Sanjeev Arora, M.D., a liver disease doctor in Albuquerque, N.M., launched Project ECHO in 2003. The endeavor sprang from his frustration: thousands of New Mexicans with hepatitis C could not get needed treatment because there were no specialists where they lived. Dr. Arora envisioned and implemented a model that makes specialized medical knowledge more accessible. Today, Project ECHO operates with more than 130 partners in the U.S. and abroad.

Dr. Lester first learned about Project ECHO in 2015 while attending an American Academy of Pediatrics (AAP) national conference. It included a session with Dr. Arora.

“I thought Project ECHO was such an exciting concept,” she says. “At this same time, we were starting to develop the vision of the Center for the Child & Community, which we knew was going to be a statewide model. I thought Project ECHO could be a great way to deliver Children’s expertise to other communities across the state and create partnerships with providers in order to help children receive the right care in the right place at the right time.”

Children’s Center for the Child & Community, which launched in March 2016, embraces a mission to empower communities to value and support the health, safety and well-being of every child. Children’s Project ECHO helps achieve that mission.

“The Center has three overarching strategies: training and model programs, research and policy advocacy,” Dr. Lester says. “Project ECHO fits into that training and model programs strategy.”

Brad Brabec, M.D., a Lincoln pediatrician and member of Children’s Board of Directors, calls Project ECHO a “tremendous opportunity to be involved in some incredible discussion and education points for physicians in the region.”

He adds, “The more we can all hear the same information, implement those same guidelines of care and practice medicine together in a similar fashion, the better the care is going to be for children in the long run.”

The virtual, educational outreach is funded with a grant from the AAP Division of Innovation.
---
#### [Work instruction 1]
Summarize the Project ECHO text in two sentences.
#### [Work instruction 2]
Pick up the Project ECHO text after its final sentence and keep writing.
---
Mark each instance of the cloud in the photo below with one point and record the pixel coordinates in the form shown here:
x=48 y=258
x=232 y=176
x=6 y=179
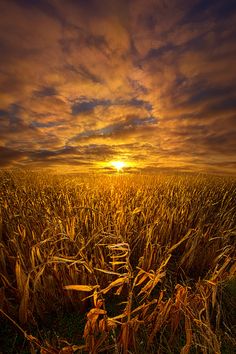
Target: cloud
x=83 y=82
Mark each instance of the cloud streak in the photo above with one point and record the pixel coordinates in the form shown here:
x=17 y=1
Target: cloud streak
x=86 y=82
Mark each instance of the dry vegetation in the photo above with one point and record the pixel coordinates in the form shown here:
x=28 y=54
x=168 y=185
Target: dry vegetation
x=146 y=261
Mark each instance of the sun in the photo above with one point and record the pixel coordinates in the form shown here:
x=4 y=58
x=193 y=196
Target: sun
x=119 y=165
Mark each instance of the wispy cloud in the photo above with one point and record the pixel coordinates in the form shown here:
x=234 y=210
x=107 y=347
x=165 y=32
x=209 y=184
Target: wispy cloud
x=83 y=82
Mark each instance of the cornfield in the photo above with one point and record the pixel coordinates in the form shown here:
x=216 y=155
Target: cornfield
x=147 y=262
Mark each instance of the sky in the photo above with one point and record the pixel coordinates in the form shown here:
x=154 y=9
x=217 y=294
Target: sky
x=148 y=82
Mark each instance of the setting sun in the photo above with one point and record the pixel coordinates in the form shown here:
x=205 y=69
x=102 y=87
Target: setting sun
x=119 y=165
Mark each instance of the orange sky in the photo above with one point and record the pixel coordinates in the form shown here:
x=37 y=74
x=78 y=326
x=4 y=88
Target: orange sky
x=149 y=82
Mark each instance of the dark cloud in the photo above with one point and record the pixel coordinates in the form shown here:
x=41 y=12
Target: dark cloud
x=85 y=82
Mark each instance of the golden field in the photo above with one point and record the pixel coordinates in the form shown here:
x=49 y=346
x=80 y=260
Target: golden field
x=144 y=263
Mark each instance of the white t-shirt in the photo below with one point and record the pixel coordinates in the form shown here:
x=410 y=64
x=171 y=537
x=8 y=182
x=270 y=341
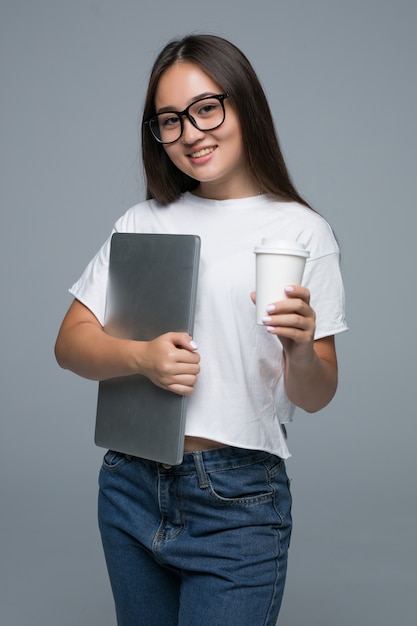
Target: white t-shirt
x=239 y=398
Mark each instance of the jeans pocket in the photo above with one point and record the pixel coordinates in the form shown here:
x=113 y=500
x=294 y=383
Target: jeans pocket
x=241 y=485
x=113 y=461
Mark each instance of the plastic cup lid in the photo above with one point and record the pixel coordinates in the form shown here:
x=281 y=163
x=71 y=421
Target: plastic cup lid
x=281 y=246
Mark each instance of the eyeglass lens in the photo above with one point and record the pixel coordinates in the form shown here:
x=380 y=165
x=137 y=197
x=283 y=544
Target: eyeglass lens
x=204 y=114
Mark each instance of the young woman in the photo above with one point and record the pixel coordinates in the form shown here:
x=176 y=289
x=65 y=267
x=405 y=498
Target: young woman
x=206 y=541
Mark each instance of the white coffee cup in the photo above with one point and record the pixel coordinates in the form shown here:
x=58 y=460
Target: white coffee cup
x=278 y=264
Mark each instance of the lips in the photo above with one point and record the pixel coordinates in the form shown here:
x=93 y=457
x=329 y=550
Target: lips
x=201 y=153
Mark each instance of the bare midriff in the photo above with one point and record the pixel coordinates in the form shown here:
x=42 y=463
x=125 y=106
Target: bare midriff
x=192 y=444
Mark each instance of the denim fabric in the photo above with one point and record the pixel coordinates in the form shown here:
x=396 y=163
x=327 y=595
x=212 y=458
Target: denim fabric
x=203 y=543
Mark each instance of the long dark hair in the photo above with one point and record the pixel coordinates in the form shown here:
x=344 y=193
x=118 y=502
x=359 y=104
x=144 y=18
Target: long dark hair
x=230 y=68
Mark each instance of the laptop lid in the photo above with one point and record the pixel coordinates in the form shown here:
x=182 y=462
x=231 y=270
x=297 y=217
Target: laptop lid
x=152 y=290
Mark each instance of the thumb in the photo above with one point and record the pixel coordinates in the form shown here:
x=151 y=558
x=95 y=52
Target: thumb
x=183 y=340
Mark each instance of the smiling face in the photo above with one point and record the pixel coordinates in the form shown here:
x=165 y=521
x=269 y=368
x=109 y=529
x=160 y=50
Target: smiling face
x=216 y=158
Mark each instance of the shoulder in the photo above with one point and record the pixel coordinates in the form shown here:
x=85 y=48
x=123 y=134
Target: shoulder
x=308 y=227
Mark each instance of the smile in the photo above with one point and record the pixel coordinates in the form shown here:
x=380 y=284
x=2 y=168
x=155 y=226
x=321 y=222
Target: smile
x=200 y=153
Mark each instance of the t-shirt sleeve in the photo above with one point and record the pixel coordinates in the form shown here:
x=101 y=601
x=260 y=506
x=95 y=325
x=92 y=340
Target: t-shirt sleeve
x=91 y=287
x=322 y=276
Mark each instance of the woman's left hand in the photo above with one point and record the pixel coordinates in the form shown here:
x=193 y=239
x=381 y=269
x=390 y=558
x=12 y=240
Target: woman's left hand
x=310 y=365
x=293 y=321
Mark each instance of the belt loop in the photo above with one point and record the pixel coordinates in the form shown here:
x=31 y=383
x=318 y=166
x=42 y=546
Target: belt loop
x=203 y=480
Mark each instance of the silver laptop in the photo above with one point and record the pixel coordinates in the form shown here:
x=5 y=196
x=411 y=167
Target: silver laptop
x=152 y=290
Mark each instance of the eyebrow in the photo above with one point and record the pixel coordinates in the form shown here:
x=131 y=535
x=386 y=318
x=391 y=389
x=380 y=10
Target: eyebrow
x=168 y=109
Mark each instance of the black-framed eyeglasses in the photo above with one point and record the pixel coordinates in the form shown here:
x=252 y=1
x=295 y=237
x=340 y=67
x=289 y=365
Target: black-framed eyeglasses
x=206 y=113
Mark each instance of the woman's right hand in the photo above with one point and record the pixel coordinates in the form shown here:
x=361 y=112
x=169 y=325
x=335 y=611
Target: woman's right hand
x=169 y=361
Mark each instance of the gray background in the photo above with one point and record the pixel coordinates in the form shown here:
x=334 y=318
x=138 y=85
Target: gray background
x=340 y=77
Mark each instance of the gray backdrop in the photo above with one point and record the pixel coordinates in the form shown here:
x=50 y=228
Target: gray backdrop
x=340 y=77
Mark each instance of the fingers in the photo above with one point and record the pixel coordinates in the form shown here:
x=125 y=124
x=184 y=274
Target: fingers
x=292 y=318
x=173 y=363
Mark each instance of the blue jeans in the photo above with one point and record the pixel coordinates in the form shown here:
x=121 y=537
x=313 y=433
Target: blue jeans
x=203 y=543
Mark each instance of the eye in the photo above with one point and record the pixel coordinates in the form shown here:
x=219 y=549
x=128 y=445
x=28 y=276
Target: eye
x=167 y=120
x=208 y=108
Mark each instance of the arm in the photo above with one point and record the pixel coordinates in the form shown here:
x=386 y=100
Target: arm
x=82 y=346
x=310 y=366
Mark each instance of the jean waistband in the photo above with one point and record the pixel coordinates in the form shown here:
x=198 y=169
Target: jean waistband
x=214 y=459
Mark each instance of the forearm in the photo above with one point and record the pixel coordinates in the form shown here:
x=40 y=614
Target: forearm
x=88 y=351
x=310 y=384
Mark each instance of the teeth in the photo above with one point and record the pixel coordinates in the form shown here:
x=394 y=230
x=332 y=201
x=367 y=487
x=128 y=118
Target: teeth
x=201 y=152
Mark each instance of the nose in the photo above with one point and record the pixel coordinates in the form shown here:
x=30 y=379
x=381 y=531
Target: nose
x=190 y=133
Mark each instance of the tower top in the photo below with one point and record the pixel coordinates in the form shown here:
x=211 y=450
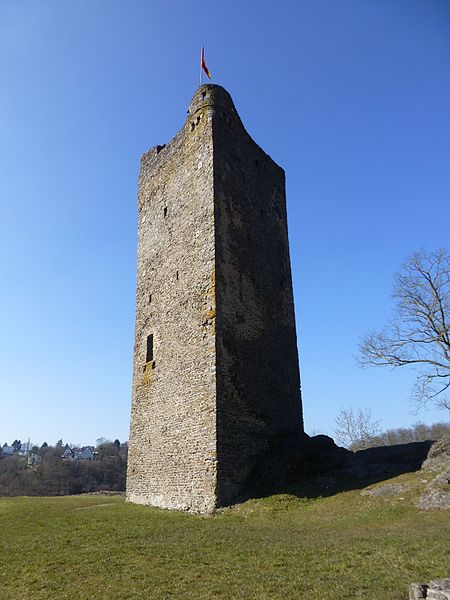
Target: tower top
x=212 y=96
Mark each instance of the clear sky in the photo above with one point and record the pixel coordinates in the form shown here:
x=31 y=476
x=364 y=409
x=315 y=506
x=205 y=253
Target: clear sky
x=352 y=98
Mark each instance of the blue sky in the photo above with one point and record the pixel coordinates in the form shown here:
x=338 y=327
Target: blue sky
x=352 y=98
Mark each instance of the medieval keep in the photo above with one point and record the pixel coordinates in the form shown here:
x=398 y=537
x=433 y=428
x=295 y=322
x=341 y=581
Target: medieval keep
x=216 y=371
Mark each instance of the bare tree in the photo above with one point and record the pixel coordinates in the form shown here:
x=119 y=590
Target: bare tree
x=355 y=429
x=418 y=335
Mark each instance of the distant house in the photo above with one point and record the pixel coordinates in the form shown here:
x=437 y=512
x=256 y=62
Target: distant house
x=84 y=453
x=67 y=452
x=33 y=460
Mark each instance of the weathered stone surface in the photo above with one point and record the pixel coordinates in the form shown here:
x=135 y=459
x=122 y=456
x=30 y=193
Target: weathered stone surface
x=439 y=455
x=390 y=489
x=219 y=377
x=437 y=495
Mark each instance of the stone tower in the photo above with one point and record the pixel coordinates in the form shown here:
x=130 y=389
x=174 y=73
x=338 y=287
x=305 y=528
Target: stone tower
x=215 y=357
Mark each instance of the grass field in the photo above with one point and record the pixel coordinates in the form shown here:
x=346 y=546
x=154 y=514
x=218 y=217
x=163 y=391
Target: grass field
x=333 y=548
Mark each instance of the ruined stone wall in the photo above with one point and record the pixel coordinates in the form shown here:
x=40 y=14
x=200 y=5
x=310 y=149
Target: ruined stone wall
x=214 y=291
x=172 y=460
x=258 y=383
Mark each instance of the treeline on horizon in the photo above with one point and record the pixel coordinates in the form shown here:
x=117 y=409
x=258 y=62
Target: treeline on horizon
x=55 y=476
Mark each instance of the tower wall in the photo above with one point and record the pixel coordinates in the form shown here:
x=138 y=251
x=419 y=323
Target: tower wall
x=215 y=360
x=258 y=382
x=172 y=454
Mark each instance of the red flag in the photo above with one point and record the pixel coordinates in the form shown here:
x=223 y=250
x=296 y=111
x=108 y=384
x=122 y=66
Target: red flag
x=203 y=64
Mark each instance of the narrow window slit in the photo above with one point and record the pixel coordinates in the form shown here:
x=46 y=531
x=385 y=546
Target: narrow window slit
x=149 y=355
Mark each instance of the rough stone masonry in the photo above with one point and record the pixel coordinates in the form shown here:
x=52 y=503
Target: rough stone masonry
---
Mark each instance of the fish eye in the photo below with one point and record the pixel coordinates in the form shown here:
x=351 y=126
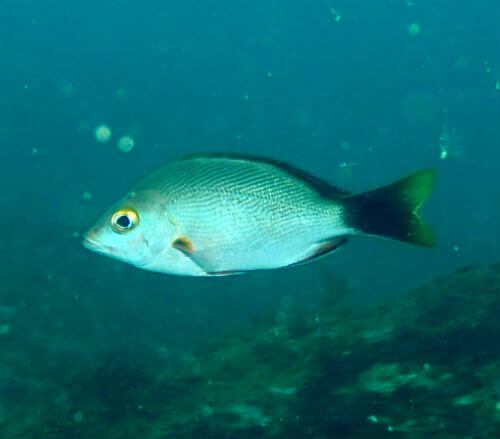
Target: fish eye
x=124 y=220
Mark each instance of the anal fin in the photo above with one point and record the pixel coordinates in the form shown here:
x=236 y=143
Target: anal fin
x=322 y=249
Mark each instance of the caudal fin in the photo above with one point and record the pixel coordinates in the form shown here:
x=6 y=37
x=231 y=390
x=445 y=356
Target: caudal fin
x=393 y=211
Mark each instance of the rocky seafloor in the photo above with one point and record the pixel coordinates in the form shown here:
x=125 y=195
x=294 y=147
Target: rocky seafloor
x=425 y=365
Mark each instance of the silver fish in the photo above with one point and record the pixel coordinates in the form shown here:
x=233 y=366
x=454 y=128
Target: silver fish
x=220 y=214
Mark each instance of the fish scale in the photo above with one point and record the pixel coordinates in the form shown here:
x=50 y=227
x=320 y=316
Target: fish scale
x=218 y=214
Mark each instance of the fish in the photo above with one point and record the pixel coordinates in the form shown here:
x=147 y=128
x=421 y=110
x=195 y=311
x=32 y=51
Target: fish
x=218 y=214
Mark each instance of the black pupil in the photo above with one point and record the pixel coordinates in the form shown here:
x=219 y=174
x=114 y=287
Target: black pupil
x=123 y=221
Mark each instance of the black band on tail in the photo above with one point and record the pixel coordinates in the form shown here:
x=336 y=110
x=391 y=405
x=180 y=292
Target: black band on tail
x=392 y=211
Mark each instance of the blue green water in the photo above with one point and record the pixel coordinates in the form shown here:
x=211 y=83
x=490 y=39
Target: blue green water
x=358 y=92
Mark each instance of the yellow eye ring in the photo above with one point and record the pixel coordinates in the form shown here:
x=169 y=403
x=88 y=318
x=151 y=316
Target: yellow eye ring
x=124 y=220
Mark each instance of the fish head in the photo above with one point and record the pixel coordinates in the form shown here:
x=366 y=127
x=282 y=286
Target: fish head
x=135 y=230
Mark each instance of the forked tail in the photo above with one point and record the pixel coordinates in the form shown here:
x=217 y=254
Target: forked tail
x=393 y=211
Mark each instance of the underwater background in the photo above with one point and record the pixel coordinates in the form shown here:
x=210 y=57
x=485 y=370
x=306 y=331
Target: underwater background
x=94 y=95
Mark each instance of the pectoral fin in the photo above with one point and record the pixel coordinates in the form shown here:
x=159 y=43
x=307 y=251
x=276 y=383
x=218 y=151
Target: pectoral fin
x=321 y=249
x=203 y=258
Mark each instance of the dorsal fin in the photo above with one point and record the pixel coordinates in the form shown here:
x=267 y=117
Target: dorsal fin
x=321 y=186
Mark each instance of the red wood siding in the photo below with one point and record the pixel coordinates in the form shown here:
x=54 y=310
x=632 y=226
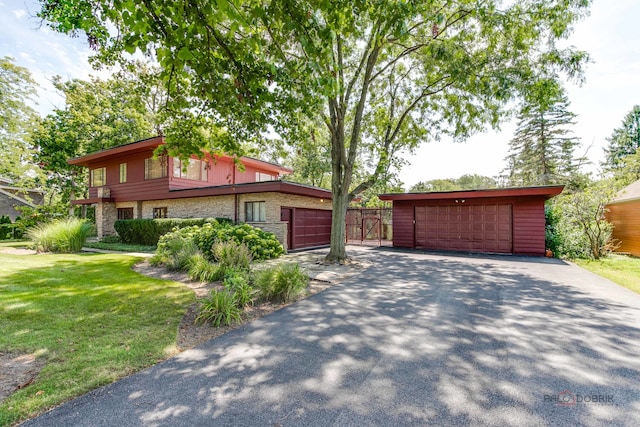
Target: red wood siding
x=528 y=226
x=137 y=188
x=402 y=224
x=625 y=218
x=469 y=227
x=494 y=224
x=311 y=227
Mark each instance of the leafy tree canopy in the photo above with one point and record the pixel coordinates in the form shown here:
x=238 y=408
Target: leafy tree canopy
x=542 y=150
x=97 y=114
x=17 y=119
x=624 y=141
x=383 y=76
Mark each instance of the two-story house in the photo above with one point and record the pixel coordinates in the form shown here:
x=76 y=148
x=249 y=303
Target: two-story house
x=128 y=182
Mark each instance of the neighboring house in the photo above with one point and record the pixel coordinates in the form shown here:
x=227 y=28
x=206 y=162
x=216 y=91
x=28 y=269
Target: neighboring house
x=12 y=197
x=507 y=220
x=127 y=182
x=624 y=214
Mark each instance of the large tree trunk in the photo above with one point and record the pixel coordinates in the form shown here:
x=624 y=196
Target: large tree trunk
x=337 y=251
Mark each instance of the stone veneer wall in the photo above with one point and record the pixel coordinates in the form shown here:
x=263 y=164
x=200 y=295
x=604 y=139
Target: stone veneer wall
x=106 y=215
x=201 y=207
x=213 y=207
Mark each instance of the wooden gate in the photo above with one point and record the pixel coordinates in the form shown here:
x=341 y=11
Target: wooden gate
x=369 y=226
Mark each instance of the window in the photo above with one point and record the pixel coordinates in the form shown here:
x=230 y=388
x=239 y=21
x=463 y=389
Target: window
---
#### [Reply 1]
Liver disease doctor Sanjeev Arora launched Project ECHO in 2003 to make specialized medical knowledge more accessible, and it now works with more than 130 partners in the U.S. and abroad. Dr. Lester saw it as a way to bring Children's expertise to communities across the state, and it now supports the training and model programs strategy of Children's Center for the Child & Community, with funding from an AAP Division of Innovation grant.

#### [Reply 2]
“It was a very competitive process,” Dr. Lester recalls. “The AAP received 24 grant applications. We were one of two projects funded from across the country.”

Implementing Project ECHO at Children’s required a period of capacity building, including the hiring of Project ECHO coordinator Jennifer Martens, MPH.

“Now that Children’s is an official ECHO replication site, we will be able to use this project to expand to many other health conditions that children are facing. That’s very exciting to me,” Martens says.

Collaboration was also a must.

“A lot of our specialists knew about Project ECHO before we were awarded the grant,” explains Dr. Lester. “We’ve had great collaboration internally among basically every division or department at Children’s. That was one thing I was very intentional about—having this be a very collaborative initiative among Children’s various departments.”

Though the team isn’t quite halfway through its inaugural Project ECHO calendar, Dr. Lester is already looking ahead to future curriculum offerings.

“There is a lot of potential to address many child health topics with Project ECHO,” she says. “The exciting thing, too, will be learning what topics community providers want to learn about—and the same thing is true for each of the specialists at Children’s. They will have their own ideas about what they are interested in.”

Beyond Project ECHO, Dr. Lester encourages community providers and agencies focused on the well-being of children to pursue partnership opportunities with Children’s Center for the Child & Community: “We are here in the community. We’re working in several areas around early childhood systems. We’re working on developing a continuum of care for obesity. We’re launching advocacy efforts and working on our next child health needs assessment in the Omaha community. We look forward to collaborative partnerships in all of those areas.”